Acórdão nº 3380/13.4TJVNF.G3 de Tribunal da Relação de Guimarães, 04 de Abril de 2017

Magistrado ResponsávelEVA ALMEIDA
Data da Resolução04 de Abril de 2017
EmissorTribunal da Relação de Guimarães

ACORDAM NO TRIBUNAL DA RELAÇÃO DE GUIMARÃES I – RELATÓRIO Nos presentes autos de procedimento especial de revitalização requerido por devedora N, foi aprovado, com 70,288% de votos a favor e 29,712% de votos contra (Volume XVIII, fls. 6283), o plano de recuperação com vista à revitalização da empresa, subscrito pelos membros do Conselho de Administração da sociedade requerente e pelo Administrador Provisório, nomeado nos autos, plano que se mostra junto a fls. 6306 a 6314.

Por requerimento constante de fls. 6144 e segs., o credor B, veio requerer a não homologação do plano de revitalização, com base nos artigos 215º e 216º do CIRE, invocando, em suma, o seguinte: Na página 15 do Plano apresentado pela Devedora, estipula-se que “As garantias pessoais prestadas aos credores bancários mantém-se e apenas poderão ser accionadas em caso de incumprimento total ou parcial do plano. Eventuais processos judiciais intentados contra os garantes pessoais cessam pela via de homologação do presente plano.” A salvaguarda dos direitos do credor, contra os condevedores ou terceiros garantes, encontra-se expressamente consagrada no n.º 4 do artigo 217.º do CIRE, quando prevê que “as providências previstas no plano de insolvência com incidência no passivo do devedor não afectam a existência nem o montante dos direitos dos credores da insolvência contra os condevedores ou os terceiros garantes da obrigação, mas estes sujeitos apenas poderão agir contra o devedor em via de regresso nos termos em que o credor da insolvência pudesse exercer contra ele os seus direitos.” Ou seja, o CIRE prevê, expressa e intencionalmente, que a aprovação de qualquer Plano de Recuperação, em nenhuma medida interfere com as responsabilidades dos condevedores (terceiros garantes), não produzindo qualquer efeito relativamente a estes. Pelo que, os Credores têm que manter a possibilidade de exercer, conforme bem entenderem, os direitos que emergem de garantias pessoais de terceiros. Isso mesmo resulta expresso no recente Acórdão do Tribunal da Relação de Guimarães, de 10.12.2013, transcrevendo-se, infra, parte do seu conteúdo e que se revela importante para questão em análise. Ao vedar-se o exercício desses direitos durante a vigência do Plano “está-se, evidentemente, a afectar os “direitos dos credores (…) contra (…) os terceiros garantes da obrigação”, o que colide com o princípio consagrado no n.º 4 do artigo 217.º do CIRE.” (Acórdão do Tribunal da Relação de Guimarães, de 10.12.2013, disponível in www.dgsi.pt).

**Dados fornecidos**
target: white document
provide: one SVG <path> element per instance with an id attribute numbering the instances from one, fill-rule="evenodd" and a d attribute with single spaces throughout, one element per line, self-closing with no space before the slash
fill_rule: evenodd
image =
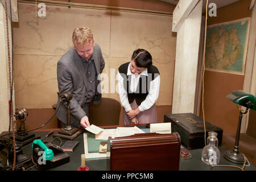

**Requisitos do exercício**
• A. Reescreva o trecho do acórdão entre "ACORDAM NO TRIBUNAL" e "6306 a 6314.", inclusive, trocando "Administrador Provisório" por "Administrador Judicial Provisório".
• B. Resuma o parágrafo do acórdão que começa por "Por requerimento constante de fls. 6144", conservando os seus factos principais.

**Respostas resolvidas**
• A.
ACORDAM NO TRIBUNAL DA RELAÇÃO DE GUIMARÃES I – RELATÓRIO Nos presentes autos de procedimento especial de revitalização requerido por devedora N, foi aprovado, com 70,288% de votos a favor e 29,712% de votos contra (Volume XVIII, fls. 6283), o plano de recuperação com vista à revitalização da empresa, subscrito pelos membros do Conselho de Administração da sociedade requerente e pelo Administrador Judicial Provisório, nomeado nos autos, plano que se mostra junto a fls. 6306 a 6314.

• B. Em requerimento de fls. 6144 e segs., o credor B pediu a não homologação do plano de revitalização, com base nos artigos 215.º e 216.º do CIRE. Alegou que a página 15 do plano mantém as garantias pessoais prestadas aos credores bancários. Segundo o plano, essas garantias só podem ser acionadas em caso de incumprimento total ou parcial, e a homologação faz cessar os processos judiciais contra os garantes pessoais. Para o credor, isto contraria o n.º 4 do artigo 217.º do CIRE. Essa norma determina que as providências do plano com incidência no passivo do devedor não afetam a existência nem o montante dos direitos dos credores contra os condevedores ou terceiros garantes. Por isso, os credores devem poder exercer, como entenderem, os direitos que emergem dessas garantias. Invocou nesse sentido o Acórdão do Tribunal da Relação de Guimarães de 10.12.2013. Segundo esse acórdão, vedar o exercício desses direitos durante a vigência do plano afeta os direitos dos credores contra os terceiros garantes.